[Position annotation records]
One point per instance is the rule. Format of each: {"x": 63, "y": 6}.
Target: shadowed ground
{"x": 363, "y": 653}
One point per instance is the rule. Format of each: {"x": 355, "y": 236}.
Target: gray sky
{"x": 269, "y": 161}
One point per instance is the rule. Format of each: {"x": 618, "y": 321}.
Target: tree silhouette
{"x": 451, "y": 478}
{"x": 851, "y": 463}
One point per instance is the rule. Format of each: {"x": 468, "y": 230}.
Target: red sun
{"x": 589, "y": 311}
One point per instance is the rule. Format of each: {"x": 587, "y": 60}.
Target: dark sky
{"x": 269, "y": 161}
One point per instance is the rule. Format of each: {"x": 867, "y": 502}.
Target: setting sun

* [TASK REQUIREMENTS]: Rewrite the lines above as a Markdown table with the columns "n" and "Line", giving each line its row number and leaving out blank lines.

* [FINISHED EXERCISE]:
| n | Line |
|---|---|
| 1 | One point per instance is the rule. Format of each: {"x": 63, "y": 6}. |
| 2 | Target: shadowed ground |
| 3 | {"x": 363, "y": 653} |
| 4 | One point per instance is the rule. Format of each: {"x": 355, "y": 236}. |
| 5 | Target: gray sky |
| 6 | {"x": 269, "y": 161} |
| 7 | One point per instance is the rule. Format of each: {"x": 618, "y": 321}. |
| 8 | Target: tree silhouette |
| 9 | {"x": 451, "y": 478} |
| 10 | {"x": 851, "y": 463} |
| 11 | One point per instance is the rule. Format of each: {"x": 468, "y": 230}. |
| 12 | Target: red sun |
| 13 | {"x": 589, "y": 311} |
| 14 | One point per instance is the rule. Format of each: {"x": 587, "y": 60}. |
| 15 | Target: dark sky |
| 16 | {"x": 269, "y": 161} |
| 17 | One point per instance is the rule. Format of each: {"x": 867, "y": 502}. |
| 18 | Target: setting sun |